Start Source excerpt

FARO – heritage futures


Faro – (Spanish, Italian, Portuguese) – lighthouse (after the Pharos of Alexandria, with its cultural beacons – the Library and Museum).


Faro, Portugal – The European Convention of Faro: Framework Convention on the Value of Cultural Heritage for Society (Council of Europe, 2005) – [Link].

FARO – the NGO cultural agency/consultancy in Flanders dedicated to promoting cultural heritage within the spirit and terms of the FARO convention.

Faro – an extraordinary sweetened and quintessentially Belgian ale based upon spontaneously fermented lambic.

I am back after a visit to Brussels and Tongeren (Limburg, Flanders, or technically, the Flemish Community) exploring the future of heritage – that powerful and contentious notion of cultural legacy.

Questions about the role of the past in the present, what to do with historical and archaeological sources and sites, museum collections, and especially in this part of the world, questions of the links between nation state and people, the region and “Europe”. Policy and agendas in this most important of cultural fields.

I was with FARO, the agency in the Flemish Community charged with integrating cultural heritage policy, stimulating qualitative management, long term sustainability and the unlocking of the cultural heritage. FARO is at the heart of a network of cultural heritage organizations designed to cultivate, to represent, to acknowledge and to valorise the different ways the public participates in and experiences cultural heritage. Under Marc Jacobs they are doing a superb job across several hundred museums organizations, local history societies, community groups. I heard about a year of events organized around the notion of “the fake”, a massive regional assessment of just what “heritage” is in the Flemish Community, managed through a new and open online database, plans for the annual week of taste – celebrations of cuisine and locality.

End Source excerpt

▶ Challenges
- A) Read statements (i), (ii) and (iii) against the FARO piece. For each, say yes or no, and quote the words from the piece that decide it.
(i) The Faro convention came from the Council of Europe in 2005.
(ii) The Belgian ale called Faro is based on spontaneously fermented lambic.
(iii) FARO's work reaches several dozen museums and related organizations.
- B) In the FARO piece, a year of events was organized around which notion?
- C) Pick up the FARO piece after its last sentence and write the next paragraph in the same first-person voice.

Start Given data

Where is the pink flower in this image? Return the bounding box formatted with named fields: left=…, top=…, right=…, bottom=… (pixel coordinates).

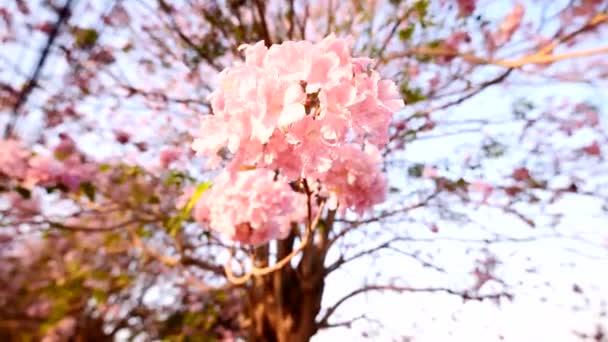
left=470, top=181, right=494, bottom=202
left=0, top=140, right=30, bottom=178
left=583, top=141, right=602, bottom=156
left=53, top=133, right=76, bottom=159
left=24, top=155, right=62, bottom=188
left=456, top=0, right=475, bottom=17
left=319, top=145, right=387, bottom=213
left=496, top=3, right=525, bottom=45
left=159, top=147, right=181, bottom=168
left=8, top=192, right=40, bottom=218
left=175, top=187, right=194, bottom=210
left=192, top=34, right=404, bottom=244
left=194, top=169, right=306, bottom=245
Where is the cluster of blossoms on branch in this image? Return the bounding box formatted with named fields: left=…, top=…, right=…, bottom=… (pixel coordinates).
left=0, top=134, right=97, bottom=195
left=193, top=34, right=404, bottom=244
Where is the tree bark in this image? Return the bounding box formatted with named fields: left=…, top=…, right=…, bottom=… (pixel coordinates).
left=248, top=228, right=326, bottom=342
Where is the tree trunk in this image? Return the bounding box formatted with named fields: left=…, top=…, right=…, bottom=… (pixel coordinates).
left=248, top=240, right=325, bottom=342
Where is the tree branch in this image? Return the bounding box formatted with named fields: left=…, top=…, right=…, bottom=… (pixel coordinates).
left=3, top=0, right=72, bottom=138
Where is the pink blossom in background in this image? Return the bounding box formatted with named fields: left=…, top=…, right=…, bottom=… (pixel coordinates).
left=192, top=34, right=404, bottom=230
left=194, top=169, right=307, bottom=245
left=7, top=192, right=40, bottom=218
left=159, top=147, right=181, bottom=168
left=456, top=0, right=476, bottom=17
left=24, top=155, right=63, bottom=188
left=53, top=133, right=76, bottom=159
left=496, top=3, right=525, bottom=45
left=0, top=140, right=30, bottom=178
left=175, top=187, right=194, bottom=210
left=470, top=181, right=494, bottom=202
left=319, top=145, right=387, bottom=213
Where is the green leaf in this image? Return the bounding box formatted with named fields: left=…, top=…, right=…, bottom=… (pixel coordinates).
left=167, top=182, right=212, bottom=236
left=74, top=28, right=99, bottom=49
left=80, top=182, right=95, bottom=202
left=407, top=164, right=424, bottom=178
left=182, top=181, right=211, bottom=217
left=399, top=24, right=416, bottom=41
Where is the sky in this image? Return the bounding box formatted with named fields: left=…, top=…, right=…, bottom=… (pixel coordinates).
left=0, top=1, right=608, bottom=342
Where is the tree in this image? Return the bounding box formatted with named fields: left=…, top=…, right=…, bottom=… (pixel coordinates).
left=0, top=0, right=608, bottom=341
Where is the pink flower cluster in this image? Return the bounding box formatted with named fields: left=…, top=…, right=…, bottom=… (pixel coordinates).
left=0, top=137, right=97, bottom=191
left=194, top=169, right=307, bottom=245
left=193, top=34, right=404, bottom=240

End Given data

▶ The results
- A)
(i) Yes: "(Council of Europe, 2005)"
(ii) Yes: "based upon spontaneously fermented lambic"
(iii) No: "across several hundred museums organizations"

- B) The notion of "the fake."

- C)
In particular FARO looks to implement the Council of Europe’s Faro Convention of 2005, as its name suggests. This is human-centered heritage (as distinct from focused upon sites and collections), particpatory, dynamic and negotiated, with cultural values and memory practices at the heart of quality of life and sustainable society, that is, looking forward as much as back. My long-standing argument that archaeology is as much about the future as the past.

For my part, I talked about the archaeological imagination, animating the archive, and ways of cocreating cultural heritage.

This was the first time I encountered the detail of the Faro Convention. It is quite a visionary document, very much worth sharing and discussion.

Not a long document: here are the highlights, as I see them.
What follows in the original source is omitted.